Stated exercise
Copy the records from the line containing "[spot] the gray suit" through the line containing "(1031, 479)", replacing "blazer" with "sport coat" and leaving everything else unchanged. Return only those lines.

Provided records
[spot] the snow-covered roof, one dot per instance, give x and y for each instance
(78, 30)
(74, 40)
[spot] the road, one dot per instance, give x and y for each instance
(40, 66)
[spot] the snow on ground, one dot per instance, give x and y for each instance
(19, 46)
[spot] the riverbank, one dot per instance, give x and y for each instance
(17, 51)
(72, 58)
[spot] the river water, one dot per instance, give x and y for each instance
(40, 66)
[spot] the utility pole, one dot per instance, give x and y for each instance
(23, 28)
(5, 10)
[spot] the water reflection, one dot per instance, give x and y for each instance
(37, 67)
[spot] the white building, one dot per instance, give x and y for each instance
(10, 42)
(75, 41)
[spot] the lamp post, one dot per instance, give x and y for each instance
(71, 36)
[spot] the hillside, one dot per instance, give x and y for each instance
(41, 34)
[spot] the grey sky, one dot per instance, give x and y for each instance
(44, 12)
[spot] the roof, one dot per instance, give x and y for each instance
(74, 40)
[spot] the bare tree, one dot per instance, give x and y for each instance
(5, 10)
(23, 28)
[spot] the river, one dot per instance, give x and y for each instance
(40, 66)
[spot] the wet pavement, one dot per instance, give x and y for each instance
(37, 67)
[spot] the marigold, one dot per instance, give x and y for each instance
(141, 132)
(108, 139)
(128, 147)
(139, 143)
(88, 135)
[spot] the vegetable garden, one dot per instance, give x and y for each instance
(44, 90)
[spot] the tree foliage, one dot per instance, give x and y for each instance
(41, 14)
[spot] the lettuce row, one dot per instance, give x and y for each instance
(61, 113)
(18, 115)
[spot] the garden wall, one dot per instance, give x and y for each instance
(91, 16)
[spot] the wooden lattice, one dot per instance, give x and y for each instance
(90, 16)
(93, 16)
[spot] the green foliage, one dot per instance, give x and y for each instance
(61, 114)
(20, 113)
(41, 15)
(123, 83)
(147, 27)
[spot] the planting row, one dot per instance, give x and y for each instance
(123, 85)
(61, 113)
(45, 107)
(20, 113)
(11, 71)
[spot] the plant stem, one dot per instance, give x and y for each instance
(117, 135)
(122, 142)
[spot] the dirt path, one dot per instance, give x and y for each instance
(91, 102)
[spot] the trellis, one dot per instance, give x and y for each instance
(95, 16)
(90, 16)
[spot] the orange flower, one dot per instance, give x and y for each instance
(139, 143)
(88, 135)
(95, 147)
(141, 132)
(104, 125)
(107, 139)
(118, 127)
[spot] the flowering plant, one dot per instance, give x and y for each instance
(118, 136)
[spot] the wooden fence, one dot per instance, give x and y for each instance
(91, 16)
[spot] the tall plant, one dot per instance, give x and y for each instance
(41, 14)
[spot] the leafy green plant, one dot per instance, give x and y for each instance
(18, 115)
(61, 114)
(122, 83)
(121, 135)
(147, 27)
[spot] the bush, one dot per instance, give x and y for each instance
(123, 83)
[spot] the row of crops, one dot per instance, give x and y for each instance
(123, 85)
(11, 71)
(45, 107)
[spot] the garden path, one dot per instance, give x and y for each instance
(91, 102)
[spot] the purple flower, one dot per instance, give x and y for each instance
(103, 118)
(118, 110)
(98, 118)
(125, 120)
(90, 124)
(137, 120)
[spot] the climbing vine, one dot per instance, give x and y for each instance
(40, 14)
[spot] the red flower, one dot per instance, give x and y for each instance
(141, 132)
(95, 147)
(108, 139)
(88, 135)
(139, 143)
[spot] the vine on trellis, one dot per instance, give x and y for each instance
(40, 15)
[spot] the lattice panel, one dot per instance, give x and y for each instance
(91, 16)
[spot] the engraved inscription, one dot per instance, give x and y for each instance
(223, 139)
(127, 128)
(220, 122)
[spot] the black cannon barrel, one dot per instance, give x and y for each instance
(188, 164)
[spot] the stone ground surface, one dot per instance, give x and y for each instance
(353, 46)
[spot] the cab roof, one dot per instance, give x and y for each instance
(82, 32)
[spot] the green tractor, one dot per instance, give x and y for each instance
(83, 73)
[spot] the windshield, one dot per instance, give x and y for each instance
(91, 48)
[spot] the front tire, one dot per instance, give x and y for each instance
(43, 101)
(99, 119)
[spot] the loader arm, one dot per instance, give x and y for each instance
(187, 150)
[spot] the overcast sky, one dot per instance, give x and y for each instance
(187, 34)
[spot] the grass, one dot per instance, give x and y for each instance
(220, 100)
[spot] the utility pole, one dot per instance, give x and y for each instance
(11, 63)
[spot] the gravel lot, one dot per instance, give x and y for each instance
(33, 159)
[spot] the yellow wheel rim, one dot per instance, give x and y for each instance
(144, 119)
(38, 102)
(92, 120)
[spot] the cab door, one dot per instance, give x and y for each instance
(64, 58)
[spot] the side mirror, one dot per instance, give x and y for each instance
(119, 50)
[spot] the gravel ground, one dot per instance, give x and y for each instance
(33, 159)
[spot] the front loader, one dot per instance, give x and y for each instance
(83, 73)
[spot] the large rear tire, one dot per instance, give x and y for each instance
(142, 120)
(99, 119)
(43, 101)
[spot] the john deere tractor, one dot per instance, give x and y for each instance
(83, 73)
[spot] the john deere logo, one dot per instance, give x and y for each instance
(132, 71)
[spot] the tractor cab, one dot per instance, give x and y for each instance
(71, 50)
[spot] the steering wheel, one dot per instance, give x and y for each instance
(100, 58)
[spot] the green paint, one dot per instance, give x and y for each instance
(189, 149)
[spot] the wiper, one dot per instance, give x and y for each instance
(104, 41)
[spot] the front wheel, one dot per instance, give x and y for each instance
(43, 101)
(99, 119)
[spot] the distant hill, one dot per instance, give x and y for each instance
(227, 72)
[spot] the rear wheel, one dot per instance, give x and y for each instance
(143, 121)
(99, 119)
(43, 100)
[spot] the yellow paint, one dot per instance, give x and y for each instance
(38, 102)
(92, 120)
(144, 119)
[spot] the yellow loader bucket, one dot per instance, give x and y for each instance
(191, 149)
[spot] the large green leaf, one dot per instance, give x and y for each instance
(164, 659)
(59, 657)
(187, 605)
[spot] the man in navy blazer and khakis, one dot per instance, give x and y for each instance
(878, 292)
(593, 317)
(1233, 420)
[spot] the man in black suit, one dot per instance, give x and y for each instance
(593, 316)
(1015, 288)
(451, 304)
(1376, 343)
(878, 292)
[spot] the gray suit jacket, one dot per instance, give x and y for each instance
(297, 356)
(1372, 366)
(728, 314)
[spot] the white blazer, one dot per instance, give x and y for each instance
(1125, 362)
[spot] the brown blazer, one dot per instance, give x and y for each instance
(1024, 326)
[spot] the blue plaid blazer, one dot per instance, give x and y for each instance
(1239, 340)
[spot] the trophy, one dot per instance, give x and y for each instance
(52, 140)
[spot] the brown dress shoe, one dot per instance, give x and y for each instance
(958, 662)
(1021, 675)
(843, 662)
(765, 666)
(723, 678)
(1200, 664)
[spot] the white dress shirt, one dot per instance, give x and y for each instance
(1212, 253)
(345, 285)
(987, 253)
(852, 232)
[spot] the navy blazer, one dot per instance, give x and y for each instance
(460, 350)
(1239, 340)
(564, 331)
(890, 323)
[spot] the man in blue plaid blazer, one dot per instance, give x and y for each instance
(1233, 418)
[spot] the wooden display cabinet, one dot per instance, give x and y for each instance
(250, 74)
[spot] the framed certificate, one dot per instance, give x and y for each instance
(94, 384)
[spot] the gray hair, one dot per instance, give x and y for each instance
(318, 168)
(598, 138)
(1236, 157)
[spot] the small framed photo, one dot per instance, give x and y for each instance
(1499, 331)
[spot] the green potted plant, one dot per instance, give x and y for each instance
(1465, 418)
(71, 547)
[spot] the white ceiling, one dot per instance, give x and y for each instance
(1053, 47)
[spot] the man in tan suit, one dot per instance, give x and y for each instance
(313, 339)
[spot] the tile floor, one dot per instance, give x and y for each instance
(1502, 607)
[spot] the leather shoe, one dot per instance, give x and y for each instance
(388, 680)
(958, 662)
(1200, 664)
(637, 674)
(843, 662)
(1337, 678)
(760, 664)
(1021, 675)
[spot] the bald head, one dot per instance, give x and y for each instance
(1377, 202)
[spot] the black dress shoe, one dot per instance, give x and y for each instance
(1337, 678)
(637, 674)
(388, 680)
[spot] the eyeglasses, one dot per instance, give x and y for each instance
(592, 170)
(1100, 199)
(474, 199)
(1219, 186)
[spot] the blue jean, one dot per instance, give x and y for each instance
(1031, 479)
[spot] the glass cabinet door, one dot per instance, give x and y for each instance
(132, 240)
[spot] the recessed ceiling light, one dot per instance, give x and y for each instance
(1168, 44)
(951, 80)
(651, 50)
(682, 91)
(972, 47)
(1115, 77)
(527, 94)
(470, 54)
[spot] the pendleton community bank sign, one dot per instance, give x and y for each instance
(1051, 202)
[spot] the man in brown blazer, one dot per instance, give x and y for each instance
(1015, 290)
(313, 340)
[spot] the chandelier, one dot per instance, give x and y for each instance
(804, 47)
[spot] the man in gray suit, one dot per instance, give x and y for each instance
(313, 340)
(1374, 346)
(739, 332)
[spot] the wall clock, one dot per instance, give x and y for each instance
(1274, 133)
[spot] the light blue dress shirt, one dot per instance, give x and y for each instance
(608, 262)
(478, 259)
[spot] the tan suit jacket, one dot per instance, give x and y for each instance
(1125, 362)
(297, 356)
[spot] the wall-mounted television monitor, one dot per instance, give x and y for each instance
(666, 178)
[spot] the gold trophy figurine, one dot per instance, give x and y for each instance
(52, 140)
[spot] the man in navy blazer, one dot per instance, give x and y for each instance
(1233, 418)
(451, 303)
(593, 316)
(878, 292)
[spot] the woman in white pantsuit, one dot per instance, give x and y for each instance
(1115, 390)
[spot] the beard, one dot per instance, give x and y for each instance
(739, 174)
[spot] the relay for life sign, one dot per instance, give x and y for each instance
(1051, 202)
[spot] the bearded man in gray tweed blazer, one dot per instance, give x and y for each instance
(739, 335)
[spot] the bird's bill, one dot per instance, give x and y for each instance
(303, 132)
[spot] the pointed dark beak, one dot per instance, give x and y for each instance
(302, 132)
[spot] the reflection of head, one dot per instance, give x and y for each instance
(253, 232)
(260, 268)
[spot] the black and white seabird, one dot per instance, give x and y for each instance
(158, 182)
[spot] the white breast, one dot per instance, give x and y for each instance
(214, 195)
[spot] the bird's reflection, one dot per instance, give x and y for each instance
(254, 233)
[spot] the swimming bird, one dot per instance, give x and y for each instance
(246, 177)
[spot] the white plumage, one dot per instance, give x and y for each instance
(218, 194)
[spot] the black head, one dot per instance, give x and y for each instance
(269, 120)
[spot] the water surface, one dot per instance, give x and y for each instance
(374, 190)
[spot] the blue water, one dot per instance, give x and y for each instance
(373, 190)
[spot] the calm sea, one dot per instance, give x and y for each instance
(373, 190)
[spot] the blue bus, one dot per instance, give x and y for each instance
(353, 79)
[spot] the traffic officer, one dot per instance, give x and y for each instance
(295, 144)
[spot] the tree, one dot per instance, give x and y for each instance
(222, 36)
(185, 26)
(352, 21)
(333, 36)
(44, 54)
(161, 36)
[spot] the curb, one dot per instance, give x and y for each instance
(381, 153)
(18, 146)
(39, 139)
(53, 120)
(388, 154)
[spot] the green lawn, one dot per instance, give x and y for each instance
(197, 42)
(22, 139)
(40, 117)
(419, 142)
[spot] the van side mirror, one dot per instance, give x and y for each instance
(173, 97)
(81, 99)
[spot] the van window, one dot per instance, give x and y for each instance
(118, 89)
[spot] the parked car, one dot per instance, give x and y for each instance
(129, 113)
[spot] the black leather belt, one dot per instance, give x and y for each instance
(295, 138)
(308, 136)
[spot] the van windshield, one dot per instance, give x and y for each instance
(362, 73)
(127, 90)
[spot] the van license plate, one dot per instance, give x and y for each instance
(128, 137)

The result
[spot] the gray suit jacket, one dot per instance, give x and y for each instance
(297, 356)
(1372, 366)
(728, 314)
[spot] the white sport coat, one dot per instance, give x and y for each instance
(1125, 362)
[spot] the brown sport coat, one dot per instance, give x and y for each instance
(1024, 326)
[spot] the blue plaid sport coat, one dot per instance, give x and y for each instance
(1239, 340)
[spot] the trophy, one dot per instance, give x and y for each instance
(52, 140)
[spot] the brown dress shoe, one dot per instance, give x and y for each instance
(958, 662)
(1021, 675)
(843, 662)
(765, 666)
(723, 678)
(1200, 664)
[spot] the white dress shirt, one dot per instance, give x and y for each instance
(1212, 253)
(345, 285)
(987, 253)
(852, 232)
[spot] the navy sport coat, one dot per instance, give x and y for each instance
(460, 350)
(1239, 340)
(564, 331)
(890, 323)
[spot] the man in blue plaid sport coat, one dot per instance, give x and y for each instance
(1233, 418)
[spot] the wooden display cabinet, one dot per instance, give x and y for each instance
(250, 74)
[spot] the framed certificate, one dot per instance, give x and y for each instance
(94, 384)
[spot] the gray hair, one dot per instance, give x and y for each instance
(318, 168)
(598, 138)
(1236, 157)
[spot] the small framed photo, one dot per instance, give x and y for each instance
(1499, 331)
[spot] the green potted plant, one dot per instance, give x and y for each instance
(1465, 418)
(71, 547)
[spot] the white ceiling, one dot per instance, give x and y for each instance
(1053, 47)
[spot] the man in tan suit, one dot per instance, give x and y for each instance
(313, 339)
[spot] the tile floor, one dot per instance, give x and y for each instance
(1502, 607)
[spot] the leather shoe, one dot per instance, give x and y for each instance
(388, 680)
(958, 662)
(1200, 664)
(637, 674)
(843, 662)
(1337, 678)
(760, 664)
(1021, 675)
[spot] the bald head, one dot per instance, give x and y for each instance
(1377, 202)
[spot] the black dress shoe, one dot per instance, give x and y for each instance
(1337, 678)
(637, 674)
(388, 680)
[spot] the eyeglasses, one dot per instance, give x and y for each instance
(592, 170)
(1100, 199)
(474, 199)
(1219, 186)
[spot] the blue jean, one dot per instance, give x and y for each instance
(1031, 479)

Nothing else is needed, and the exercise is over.